What to produce:
Duplicate the rows below word for word, omitting the pictures from your copy.

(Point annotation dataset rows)
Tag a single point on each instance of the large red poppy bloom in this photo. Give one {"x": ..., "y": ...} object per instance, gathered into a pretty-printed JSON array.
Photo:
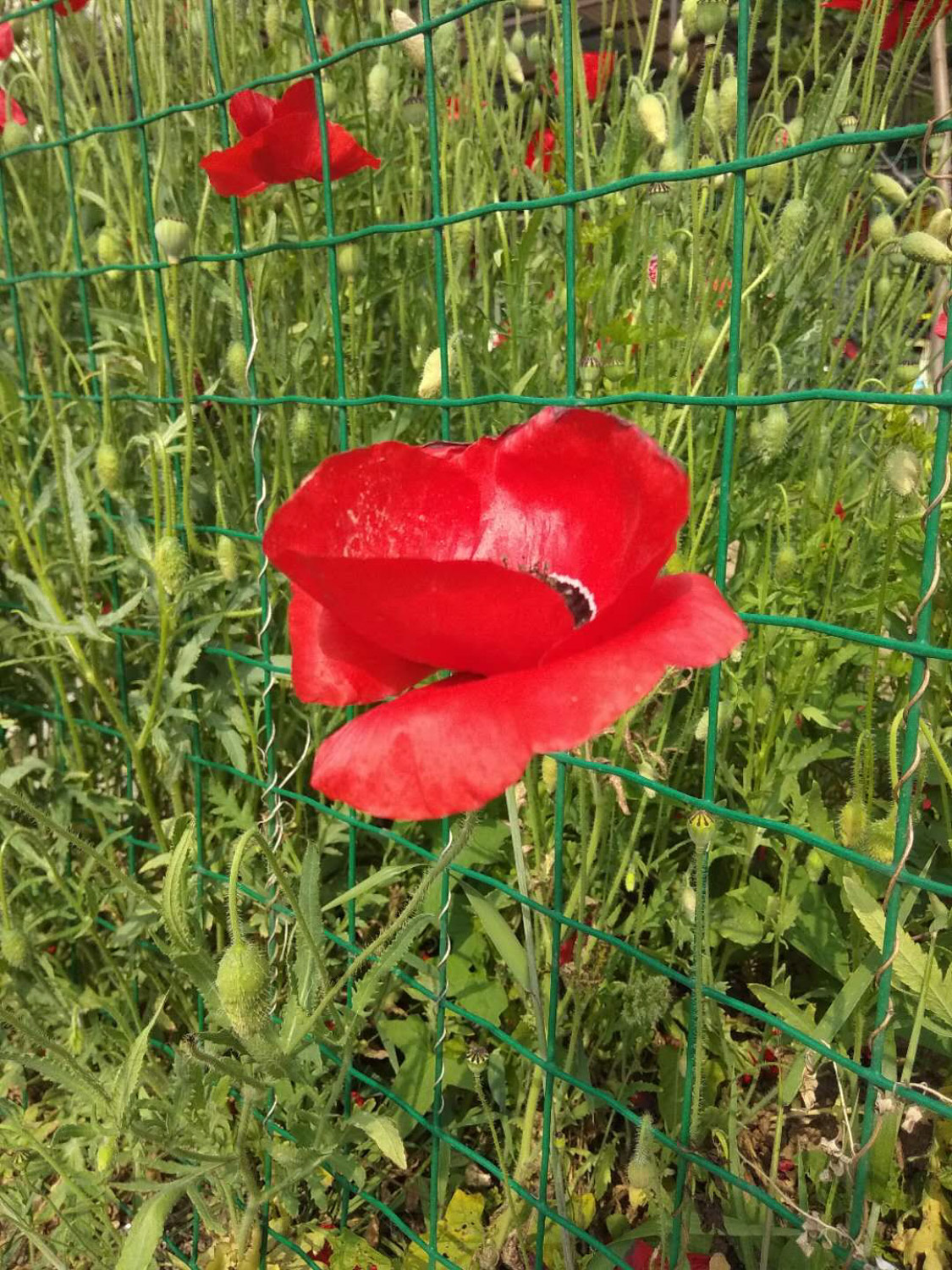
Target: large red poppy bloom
[
  {"x": 598, "y": 70},
  {"x": 527, "y": 564},
  {"x": 10, "y": 109},
  {"x": 900, "y": 17},
  {"x": 281, "y": 141}
]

Completed task:
Tag a single point on each instance of the large red poppy bloom in this photo. Give one {"x": ..., "y": ...} object per instance, gathered into a pretty-printed JSON array.
Photo:
Target: large red poppy bloom
[
  {"x": 598, "y": 70},
  {"x": 527, "y": 564},
  {"x": 10, "y": 109},
  {"x": 900, "y": 17},
  {"x": 281, "y": 141}
]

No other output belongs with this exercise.